_WHAT IS BEING ASKED_.
As an exercise in exact copying, transcribe the lines below from the one holding "Query: eroded rock formation" through the last, with both ends included and pictures left out.

_EXCERPTED DATA_.
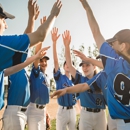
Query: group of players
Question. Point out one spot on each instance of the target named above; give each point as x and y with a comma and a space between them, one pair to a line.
95, 90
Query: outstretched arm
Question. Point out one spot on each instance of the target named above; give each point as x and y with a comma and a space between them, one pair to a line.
67, 39
87, 59
39, 46
40, 34
16, 68
55, 36
99, 39
78, 88
33, 11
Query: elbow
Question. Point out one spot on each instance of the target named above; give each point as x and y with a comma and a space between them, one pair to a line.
42, 34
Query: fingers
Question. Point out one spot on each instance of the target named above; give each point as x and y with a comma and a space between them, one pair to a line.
43, 20
46, 48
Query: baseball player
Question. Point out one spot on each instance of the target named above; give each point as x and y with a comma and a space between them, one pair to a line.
39, 94
100, 81
66, 114
117, 66
14, 48
14, 117
16, 106
92, 115
32, 7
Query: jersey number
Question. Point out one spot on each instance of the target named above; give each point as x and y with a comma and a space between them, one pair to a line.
122, 89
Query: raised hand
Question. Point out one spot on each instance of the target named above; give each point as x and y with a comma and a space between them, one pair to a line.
33, 9
43, 20
56, 8
80, 55
59, 93
66, 38
54, 34
42, 52
84, 3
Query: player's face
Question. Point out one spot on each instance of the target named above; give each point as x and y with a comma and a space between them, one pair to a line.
3, 25
116, 46
43, 64
88, 70
66, 68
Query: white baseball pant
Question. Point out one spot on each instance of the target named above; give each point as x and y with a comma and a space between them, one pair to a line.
66, 118
14, 118
92, 120
36, 117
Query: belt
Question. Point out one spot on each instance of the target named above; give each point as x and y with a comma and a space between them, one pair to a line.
40, 106
127, 120
92, 109
68, 107
19, 108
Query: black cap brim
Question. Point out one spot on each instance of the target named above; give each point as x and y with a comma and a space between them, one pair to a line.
5, 14
83, 62
111, 40
46, 57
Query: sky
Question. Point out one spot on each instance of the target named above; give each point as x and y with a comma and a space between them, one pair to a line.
111, 15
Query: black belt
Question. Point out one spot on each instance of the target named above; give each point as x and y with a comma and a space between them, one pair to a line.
40, 106
92, 109
127, 120
69, 107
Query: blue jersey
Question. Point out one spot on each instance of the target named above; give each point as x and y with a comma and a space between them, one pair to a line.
39, 87
62, 81
99, 80
1, 89
88, 98
118, 81
13, 50
19, 89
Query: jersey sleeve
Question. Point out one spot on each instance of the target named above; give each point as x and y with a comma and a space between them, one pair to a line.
77, 78
14, 49
109, 57
94, 83
35, 71
57, 75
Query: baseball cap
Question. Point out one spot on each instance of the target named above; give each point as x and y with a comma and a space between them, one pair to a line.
65, 63
5, 14
46, 57
121, 36
83, 62
98, 57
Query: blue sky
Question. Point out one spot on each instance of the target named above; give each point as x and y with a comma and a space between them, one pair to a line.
112, 16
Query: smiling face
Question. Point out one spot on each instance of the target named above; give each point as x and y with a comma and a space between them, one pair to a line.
43, 64
88, 70
66, 68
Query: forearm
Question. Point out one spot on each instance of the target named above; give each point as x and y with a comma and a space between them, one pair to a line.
68, 56
55, 57
40, 34
30, 26
77, 88
37, 48
16, 68
69, 62
95, 62
93, 25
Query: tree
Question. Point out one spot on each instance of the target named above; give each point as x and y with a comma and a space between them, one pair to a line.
93, 52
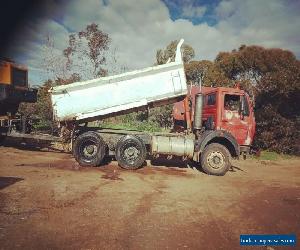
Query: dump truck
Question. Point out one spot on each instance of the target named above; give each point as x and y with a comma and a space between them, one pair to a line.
14, 89
211, 133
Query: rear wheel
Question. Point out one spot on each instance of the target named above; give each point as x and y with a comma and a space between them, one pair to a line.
89, 149
130, 152
215, 159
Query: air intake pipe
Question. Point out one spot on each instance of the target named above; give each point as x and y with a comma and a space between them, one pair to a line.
197, 124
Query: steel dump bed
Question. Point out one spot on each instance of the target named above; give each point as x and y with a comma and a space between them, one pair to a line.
109, 96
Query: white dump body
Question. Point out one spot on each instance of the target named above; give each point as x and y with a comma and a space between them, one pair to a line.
108, 96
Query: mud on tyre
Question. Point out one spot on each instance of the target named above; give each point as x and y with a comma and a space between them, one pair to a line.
130, 152
215, 159
89, 149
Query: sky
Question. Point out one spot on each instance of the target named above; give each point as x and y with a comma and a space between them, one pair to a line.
138, 28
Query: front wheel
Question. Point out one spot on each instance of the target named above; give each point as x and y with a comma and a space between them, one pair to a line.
215, 159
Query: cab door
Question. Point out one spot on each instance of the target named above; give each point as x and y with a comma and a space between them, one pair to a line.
232, 120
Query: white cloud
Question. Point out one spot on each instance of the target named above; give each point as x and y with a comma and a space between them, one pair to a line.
191, 11
139, 28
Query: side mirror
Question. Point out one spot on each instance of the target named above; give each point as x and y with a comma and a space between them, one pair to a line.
242, 107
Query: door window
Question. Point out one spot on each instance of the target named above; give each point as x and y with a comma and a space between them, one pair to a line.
232, 102
211, 99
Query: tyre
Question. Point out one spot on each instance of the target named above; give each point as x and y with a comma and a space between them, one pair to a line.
215, 159
130, 152
89, 149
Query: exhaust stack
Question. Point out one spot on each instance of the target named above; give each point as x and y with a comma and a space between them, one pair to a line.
197, 125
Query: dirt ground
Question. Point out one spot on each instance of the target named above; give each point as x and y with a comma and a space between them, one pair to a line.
48, 202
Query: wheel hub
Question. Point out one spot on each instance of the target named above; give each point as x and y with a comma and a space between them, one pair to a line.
90, 150
131, 153
216, 160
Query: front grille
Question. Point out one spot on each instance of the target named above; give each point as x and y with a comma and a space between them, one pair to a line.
19, 77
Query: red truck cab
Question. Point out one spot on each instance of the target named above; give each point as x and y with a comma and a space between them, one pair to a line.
222, 112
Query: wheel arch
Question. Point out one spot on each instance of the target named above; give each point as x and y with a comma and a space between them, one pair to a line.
222, 137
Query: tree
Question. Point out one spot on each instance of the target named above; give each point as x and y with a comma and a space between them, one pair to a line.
162, 56
86, 52
42, 109
273, 77
206, 71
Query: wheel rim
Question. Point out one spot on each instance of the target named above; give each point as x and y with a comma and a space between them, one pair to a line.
216, 160
88, 150
130, 153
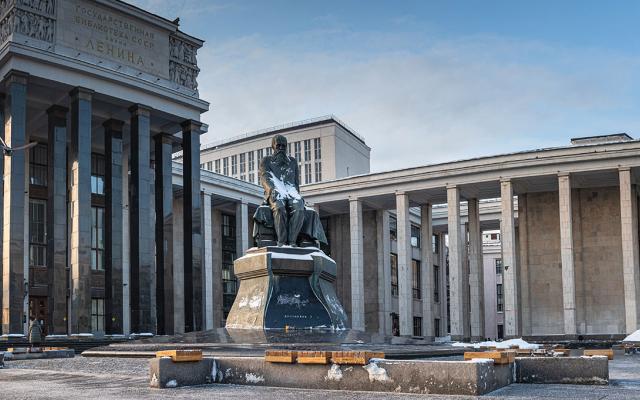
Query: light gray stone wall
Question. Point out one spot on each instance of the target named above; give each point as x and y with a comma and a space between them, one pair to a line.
597, 257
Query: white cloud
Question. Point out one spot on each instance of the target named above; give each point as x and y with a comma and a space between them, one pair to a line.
434, 98
449, 100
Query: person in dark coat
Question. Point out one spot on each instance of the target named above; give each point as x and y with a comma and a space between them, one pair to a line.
35, 332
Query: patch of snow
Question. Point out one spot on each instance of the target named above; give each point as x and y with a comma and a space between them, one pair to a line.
287, 256
334, 373
294, 300
243, 302
500, 345
482, 360
253, 378
634, 337
321, 254
376, 373
255, 302
285, 190
172, 383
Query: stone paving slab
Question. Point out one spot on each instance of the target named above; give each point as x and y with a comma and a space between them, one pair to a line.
112, 378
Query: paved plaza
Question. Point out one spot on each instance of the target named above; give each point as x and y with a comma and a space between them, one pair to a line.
117, 378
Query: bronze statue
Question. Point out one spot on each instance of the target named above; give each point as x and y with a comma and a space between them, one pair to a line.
280, 179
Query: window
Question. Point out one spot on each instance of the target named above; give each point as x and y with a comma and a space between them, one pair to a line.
395, 324
234, 165
415, 281
229, 282
394, 274
498, 265
38, 165
243, 165
435, 244
307, 173
307, 150
37, 233
317, 150
499, 298
97, 174
417, 326
97, 238
260, 156
436, 283
415, 236
97, 315
297, 151
393, 228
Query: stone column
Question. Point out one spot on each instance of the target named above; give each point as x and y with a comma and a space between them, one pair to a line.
476, 270
192, 227
113, 288
14, 255
509, 257
216, 237
242, 228
57, 220
630, 264
208, 262
126, 248
140, 221
163, 143
457, 281
80, 159
427, 284
357, 265
566, 254
405, 275
384, 272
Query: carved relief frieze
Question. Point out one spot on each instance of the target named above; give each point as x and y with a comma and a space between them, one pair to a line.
183, 65
29, 18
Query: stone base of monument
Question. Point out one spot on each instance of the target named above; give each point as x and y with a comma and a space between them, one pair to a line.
286, 288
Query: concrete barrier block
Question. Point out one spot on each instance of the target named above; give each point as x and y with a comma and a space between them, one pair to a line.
571, 370
408, 376
165, 373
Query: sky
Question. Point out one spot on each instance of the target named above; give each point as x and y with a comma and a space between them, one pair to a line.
422, 81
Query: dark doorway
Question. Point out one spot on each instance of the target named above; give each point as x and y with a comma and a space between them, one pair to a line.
38, 308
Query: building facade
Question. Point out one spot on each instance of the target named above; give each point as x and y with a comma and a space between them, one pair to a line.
325, 148
102, 93
104, 233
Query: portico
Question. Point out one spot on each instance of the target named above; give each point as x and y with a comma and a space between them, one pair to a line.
80, 207
573, 179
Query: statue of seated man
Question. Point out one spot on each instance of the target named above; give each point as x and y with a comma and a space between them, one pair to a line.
280, 179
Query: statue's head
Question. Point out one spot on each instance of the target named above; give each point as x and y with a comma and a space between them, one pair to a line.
279, 144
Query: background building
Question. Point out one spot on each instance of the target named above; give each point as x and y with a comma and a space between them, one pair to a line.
325, 147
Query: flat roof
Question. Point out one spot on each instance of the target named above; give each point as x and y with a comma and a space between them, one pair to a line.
307, 123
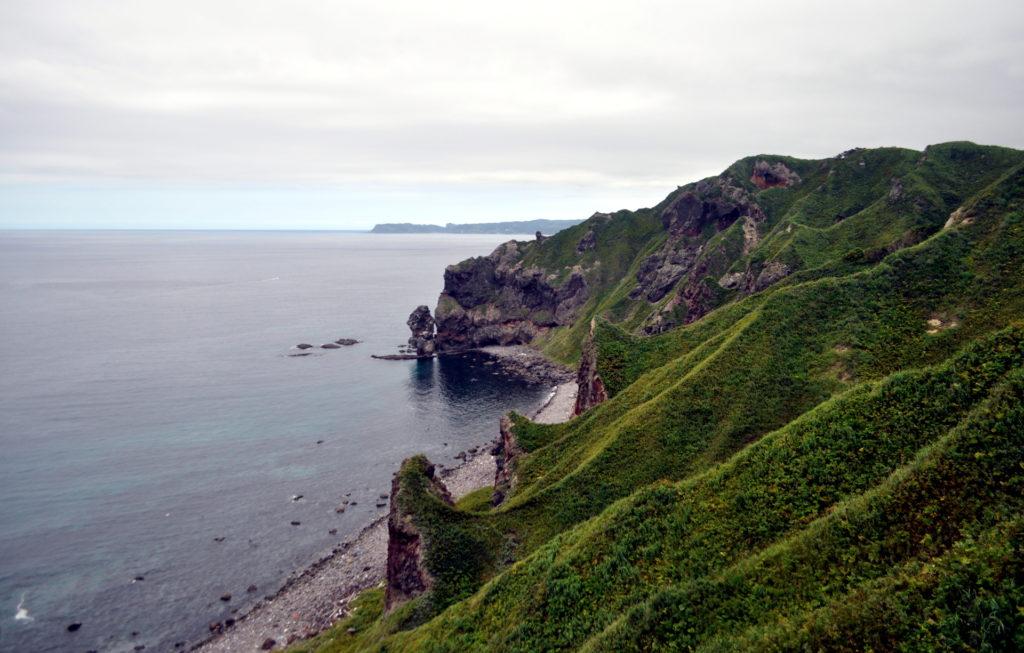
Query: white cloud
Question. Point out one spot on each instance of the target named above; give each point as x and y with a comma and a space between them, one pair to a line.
617, 94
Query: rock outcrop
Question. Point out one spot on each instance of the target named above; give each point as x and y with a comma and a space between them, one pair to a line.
775, 175
421, 322
407, 574
591, 389
497, 300
587, 243
685, 261
506, 451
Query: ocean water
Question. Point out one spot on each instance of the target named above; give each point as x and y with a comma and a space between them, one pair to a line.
148, 405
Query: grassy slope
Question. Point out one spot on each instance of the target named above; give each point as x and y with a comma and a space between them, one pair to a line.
814, 364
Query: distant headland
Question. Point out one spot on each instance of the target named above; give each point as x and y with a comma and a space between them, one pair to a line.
546, 227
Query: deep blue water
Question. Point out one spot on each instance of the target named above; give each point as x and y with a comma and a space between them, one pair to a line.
148, 404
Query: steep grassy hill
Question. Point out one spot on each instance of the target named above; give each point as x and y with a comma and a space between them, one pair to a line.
814, 431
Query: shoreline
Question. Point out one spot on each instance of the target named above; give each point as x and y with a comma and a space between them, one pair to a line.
314, 597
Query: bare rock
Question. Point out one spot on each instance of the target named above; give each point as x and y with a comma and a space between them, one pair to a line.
775, 175
506, 451
421, 322
591, 389
407, 572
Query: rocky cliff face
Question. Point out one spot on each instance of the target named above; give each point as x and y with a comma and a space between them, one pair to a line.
497, 300
505, 452
407, 574
692, 257
421, 323
591, 389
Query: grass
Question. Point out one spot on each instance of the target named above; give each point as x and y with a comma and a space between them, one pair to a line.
812, 467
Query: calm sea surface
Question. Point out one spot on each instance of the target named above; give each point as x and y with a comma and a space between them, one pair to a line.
148, 405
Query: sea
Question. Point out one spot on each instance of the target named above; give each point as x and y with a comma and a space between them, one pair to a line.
157, 427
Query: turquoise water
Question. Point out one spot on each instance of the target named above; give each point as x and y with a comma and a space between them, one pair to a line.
148, 404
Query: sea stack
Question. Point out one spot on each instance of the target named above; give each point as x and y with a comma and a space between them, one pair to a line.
421, 322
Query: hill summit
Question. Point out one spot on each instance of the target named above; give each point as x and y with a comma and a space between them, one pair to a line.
805, 428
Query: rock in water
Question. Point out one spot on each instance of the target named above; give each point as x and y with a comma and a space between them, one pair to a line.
421, 322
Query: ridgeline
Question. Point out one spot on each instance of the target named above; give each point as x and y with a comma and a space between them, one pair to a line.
547, 227
805, 425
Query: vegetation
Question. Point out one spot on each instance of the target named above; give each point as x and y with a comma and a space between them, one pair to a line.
834, 463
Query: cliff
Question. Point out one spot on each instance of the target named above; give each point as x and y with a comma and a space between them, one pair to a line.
802, 421
710, 243
511, 227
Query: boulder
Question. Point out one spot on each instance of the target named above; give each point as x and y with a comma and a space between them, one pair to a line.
421, 323
591, 389
506, 451
775, 175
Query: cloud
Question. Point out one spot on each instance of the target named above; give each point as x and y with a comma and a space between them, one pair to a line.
625, 94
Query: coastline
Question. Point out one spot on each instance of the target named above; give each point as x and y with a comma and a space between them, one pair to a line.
314, 598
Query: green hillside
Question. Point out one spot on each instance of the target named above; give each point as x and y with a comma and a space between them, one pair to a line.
814, 436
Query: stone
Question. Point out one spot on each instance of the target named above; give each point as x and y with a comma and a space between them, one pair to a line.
506, 452
591, 389
587, 243
407, 572
422, 325
775, 175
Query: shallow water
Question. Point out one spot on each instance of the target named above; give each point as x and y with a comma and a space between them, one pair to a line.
148, 404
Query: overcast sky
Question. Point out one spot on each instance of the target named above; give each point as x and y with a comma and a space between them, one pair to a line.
339, 115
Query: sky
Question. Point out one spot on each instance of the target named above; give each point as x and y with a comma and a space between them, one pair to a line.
339, 115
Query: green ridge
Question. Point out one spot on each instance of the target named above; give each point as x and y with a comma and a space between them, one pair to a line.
835, 463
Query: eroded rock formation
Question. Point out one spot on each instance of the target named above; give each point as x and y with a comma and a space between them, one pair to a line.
505, 451
591, 389
775, 175
407, 574
421, 322
496, 300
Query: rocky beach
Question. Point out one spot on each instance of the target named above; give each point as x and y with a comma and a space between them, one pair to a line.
316, 597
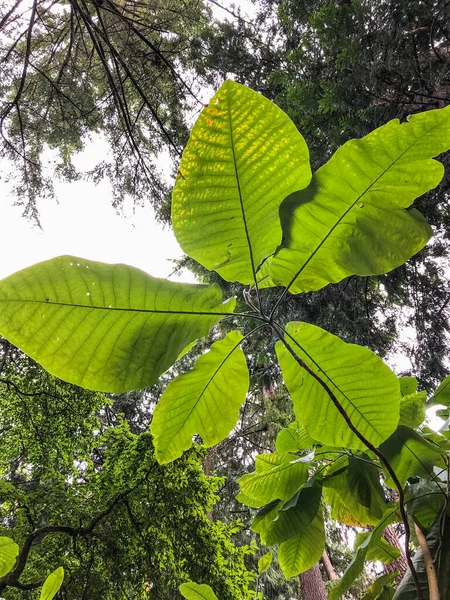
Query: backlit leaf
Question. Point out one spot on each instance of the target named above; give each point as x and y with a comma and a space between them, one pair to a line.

_TASK RESPONSE_.
Query: eroded rock formation
Question. Point out one spot on each instance of the target named above; give each point as x and y with a comma and a space between them, one pair to a line.
505, 451
591, 389
775, 175
407, 574
421, 322
496, 300
Query: rocky beach
Question. Point out one spot on each instance of the target named above; give each point as x and y with a comma and a space between them, one pair to a line.
316, 597
Query: backlit leaf
Question. Point out one spot on each instance of the target named above; give each point as x and y with a comma and a space between them, one pair to a line.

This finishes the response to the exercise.